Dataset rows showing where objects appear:
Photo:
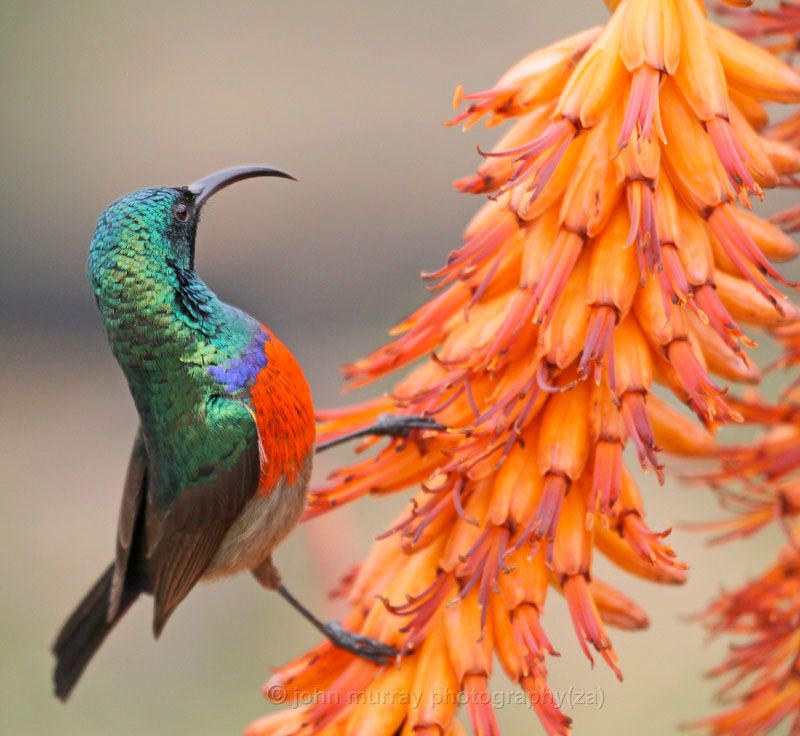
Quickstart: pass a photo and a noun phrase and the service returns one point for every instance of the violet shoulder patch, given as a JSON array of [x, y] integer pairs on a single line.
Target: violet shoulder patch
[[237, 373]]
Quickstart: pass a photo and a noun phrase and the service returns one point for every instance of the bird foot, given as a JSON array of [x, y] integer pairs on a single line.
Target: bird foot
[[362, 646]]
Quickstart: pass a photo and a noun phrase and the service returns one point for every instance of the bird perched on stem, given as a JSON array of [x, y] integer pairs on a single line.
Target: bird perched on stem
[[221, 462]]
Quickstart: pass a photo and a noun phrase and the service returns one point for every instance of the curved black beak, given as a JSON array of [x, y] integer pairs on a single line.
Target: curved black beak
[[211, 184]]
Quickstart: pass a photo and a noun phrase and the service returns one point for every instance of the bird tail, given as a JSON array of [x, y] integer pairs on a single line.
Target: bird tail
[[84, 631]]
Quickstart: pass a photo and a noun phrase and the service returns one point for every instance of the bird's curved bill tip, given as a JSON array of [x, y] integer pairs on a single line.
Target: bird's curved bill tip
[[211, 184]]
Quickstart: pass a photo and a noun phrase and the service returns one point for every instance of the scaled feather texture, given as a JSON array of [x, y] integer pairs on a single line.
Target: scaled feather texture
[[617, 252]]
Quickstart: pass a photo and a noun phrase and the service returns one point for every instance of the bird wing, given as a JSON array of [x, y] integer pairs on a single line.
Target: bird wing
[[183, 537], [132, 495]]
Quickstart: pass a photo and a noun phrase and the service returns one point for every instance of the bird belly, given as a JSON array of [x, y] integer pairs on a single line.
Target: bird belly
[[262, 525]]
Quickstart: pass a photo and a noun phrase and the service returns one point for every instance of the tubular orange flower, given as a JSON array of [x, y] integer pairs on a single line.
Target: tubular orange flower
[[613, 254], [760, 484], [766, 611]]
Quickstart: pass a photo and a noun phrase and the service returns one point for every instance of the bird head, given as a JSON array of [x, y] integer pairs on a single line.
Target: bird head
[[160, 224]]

---

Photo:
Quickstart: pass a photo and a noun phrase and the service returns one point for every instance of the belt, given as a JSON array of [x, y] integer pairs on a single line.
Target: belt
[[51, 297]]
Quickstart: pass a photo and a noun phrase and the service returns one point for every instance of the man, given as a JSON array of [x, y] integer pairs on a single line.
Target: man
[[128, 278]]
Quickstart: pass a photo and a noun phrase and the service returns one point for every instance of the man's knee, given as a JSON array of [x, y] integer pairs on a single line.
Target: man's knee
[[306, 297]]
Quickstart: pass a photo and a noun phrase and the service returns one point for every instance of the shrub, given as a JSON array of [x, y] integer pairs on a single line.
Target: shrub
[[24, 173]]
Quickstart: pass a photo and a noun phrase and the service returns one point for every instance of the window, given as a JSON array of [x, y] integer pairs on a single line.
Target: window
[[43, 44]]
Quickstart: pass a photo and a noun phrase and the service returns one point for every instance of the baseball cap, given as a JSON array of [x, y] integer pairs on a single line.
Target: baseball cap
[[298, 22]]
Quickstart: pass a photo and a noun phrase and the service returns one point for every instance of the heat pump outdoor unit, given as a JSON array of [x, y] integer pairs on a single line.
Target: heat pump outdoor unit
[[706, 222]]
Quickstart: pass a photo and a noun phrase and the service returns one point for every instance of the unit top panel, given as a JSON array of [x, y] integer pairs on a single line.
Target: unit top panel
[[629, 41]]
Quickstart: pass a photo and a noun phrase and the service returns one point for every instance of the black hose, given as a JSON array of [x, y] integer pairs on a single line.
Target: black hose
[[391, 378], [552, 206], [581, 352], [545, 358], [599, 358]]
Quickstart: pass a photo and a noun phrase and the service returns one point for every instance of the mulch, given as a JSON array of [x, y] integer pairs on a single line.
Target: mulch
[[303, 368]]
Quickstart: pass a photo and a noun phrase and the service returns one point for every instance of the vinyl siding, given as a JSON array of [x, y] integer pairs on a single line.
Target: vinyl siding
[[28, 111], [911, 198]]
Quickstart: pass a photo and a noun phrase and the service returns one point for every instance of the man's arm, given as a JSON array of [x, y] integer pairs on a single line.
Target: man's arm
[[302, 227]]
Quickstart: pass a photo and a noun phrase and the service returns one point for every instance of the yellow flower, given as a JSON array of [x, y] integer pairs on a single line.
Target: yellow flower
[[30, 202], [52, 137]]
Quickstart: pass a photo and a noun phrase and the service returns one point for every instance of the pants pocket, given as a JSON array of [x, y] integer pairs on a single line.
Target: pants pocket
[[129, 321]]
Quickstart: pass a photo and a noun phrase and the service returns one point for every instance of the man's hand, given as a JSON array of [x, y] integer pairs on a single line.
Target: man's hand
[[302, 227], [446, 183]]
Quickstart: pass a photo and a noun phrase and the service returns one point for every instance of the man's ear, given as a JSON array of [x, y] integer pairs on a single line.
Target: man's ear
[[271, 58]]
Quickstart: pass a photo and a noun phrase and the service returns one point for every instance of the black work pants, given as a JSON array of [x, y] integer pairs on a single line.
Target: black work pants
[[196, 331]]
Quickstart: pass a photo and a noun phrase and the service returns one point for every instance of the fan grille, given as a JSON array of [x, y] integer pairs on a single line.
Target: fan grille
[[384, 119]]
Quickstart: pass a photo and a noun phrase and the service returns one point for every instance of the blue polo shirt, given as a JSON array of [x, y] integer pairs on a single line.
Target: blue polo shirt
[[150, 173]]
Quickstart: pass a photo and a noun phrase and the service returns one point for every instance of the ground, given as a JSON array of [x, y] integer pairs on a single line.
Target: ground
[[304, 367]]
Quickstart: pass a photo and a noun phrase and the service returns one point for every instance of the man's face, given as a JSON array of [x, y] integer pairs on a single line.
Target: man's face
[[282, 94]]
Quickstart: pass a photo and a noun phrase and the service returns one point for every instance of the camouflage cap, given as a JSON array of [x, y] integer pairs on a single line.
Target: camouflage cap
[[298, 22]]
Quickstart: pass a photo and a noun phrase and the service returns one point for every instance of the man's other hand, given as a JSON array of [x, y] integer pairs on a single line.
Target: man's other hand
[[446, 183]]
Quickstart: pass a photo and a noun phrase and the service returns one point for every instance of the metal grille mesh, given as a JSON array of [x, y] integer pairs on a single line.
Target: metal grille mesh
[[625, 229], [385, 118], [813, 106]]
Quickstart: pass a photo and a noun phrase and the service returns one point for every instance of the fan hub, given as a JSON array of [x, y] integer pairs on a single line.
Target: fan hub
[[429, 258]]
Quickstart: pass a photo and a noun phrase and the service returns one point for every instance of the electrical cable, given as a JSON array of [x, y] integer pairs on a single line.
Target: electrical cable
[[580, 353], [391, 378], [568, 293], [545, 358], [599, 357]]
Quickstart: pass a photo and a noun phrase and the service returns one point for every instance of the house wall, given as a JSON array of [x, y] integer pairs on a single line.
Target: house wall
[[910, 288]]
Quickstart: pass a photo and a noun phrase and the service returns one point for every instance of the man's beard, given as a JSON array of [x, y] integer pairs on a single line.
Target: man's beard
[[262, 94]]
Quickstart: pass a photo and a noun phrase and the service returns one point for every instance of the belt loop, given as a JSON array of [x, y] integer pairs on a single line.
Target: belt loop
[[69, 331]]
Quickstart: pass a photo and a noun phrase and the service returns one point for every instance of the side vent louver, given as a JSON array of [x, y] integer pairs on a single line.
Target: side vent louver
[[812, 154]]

--

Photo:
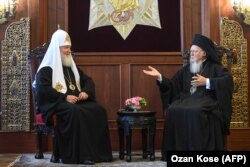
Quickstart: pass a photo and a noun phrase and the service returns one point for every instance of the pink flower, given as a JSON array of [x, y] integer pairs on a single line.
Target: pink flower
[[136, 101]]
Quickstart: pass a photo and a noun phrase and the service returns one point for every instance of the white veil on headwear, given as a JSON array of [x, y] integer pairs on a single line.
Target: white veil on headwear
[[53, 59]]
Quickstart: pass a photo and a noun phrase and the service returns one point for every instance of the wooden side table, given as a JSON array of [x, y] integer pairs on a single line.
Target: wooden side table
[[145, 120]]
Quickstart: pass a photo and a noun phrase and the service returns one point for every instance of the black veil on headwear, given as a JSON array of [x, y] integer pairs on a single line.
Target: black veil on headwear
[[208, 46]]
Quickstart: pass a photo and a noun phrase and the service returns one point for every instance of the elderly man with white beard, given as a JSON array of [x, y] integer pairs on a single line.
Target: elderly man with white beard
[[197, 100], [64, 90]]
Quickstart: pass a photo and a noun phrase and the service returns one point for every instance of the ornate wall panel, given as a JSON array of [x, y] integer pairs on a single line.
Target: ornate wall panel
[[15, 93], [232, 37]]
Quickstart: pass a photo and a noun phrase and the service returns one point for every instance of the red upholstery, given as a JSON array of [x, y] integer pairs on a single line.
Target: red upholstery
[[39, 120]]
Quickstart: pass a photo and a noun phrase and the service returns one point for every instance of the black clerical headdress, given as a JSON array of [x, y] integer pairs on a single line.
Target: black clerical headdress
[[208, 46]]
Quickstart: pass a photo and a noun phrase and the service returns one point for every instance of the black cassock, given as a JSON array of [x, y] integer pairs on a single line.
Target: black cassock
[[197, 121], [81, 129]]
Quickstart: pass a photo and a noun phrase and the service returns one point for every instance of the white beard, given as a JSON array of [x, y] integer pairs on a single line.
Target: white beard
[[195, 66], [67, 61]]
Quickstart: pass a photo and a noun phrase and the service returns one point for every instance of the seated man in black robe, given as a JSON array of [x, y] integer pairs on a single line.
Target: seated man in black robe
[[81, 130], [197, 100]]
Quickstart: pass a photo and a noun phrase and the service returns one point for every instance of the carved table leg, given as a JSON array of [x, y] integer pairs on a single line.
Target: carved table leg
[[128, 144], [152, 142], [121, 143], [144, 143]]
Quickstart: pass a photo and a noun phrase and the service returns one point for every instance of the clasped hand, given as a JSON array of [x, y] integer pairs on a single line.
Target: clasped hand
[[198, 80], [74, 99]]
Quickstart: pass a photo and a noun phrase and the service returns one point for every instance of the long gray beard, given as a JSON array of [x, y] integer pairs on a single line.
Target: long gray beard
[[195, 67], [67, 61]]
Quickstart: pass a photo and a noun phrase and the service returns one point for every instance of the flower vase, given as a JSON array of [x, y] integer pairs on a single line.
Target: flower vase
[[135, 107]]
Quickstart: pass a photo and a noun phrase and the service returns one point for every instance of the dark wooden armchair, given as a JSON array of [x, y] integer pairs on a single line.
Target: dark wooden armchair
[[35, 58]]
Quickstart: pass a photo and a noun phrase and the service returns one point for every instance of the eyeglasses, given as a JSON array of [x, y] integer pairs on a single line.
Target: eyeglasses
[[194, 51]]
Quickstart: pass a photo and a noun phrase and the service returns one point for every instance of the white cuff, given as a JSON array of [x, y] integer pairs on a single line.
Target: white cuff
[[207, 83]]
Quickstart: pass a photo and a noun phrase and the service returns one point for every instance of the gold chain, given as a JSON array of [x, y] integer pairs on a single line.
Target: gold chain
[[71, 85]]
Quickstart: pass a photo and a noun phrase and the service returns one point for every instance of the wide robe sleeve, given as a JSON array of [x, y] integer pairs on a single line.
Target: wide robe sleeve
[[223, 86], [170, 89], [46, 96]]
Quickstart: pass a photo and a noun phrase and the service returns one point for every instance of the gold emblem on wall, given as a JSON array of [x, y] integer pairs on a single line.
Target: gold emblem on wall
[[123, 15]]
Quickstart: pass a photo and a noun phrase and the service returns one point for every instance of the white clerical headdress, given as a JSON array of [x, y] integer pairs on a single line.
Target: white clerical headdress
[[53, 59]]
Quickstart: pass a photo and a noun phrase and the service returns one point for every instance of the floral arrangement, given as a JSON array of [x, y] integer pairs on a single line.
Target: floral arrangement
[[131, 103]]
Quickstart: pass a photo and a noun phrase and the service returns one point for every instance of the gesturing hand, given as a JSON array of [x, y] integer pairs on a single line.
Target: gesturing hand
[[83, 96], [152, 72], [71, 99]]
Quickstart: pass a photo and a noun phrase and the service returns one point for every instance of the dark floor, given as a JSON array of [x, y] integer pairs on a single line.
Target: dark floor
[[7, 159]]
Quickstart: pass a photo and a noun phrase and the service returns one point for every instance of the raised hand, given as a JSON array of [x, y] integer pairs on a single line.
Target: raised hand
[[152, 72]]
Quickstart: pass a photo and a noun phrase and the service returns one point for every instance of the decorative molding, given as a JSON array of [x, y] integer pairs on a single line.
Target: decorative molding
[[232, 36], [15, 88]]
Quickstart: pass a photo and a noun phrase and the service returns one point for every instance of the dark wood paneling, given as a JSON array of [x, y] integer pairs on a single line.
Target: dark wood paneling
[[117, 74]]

◆ Given problem: Convert the stretch of the material from the line containing "of the pants" through the line containing "[[150, 173]]" into a Markdown table with two columns, Row for the row number and Line for the line itself. Leave out any blank lines.

◆ Right answer:
| Row | Line |
|---|---|
| 1 | Quickstart: pass a photo and a noun phrase and the service returns one point for every instance of the pants pocket, given as a JSON array of [x, y] integer pairs on a single line. |
| 2 | Target: pants pocket |
| 3 | [[129, 321]] |
| 4 | Quickstart: pass a photo and a noun phrase and the service returns one point for every instance of the man's hand, given as a JSON array of [x, y] integer pairs on a single line. |
| 5 | Target: man's hand |
| 6 | [[302, 227], [446, 183]] |
| 7 | Quickstart: pass a photo and a noun phrase and the service returns one point for every instance of the man's ear, given as a JSON array of [x, y] integer pairs on a single line. |
| 8 | Target: man's ear |
| 9 | [[271, 58]] |
| 10 | Quickstart: pass a photo and a noun phrase and the service returns one point for every instance of the black work pants, given as a JSON array of [x, y] integer pairs on a single line. |
| 11 | Target: black work pants |
| 12 | [[196, 331]] |
| 13 | Quickstart: pass a photo and a noun phrase and the service returns one point for every instance of the fan grille, given as a JSON array of [x, y] integer pairs on a single line. |
| 14 | Target: fan grille |
| 15 | [[384, 119]] |
| 16 | Quickstart: pass a photo and a noun phrase and the service returns one point for every instance of the blue polo shirt, given as a JSON array of [x, y] integer pairs on a single line. |
| 17 | Target: blue polo shirt |
| 18 | [[150, 173]] |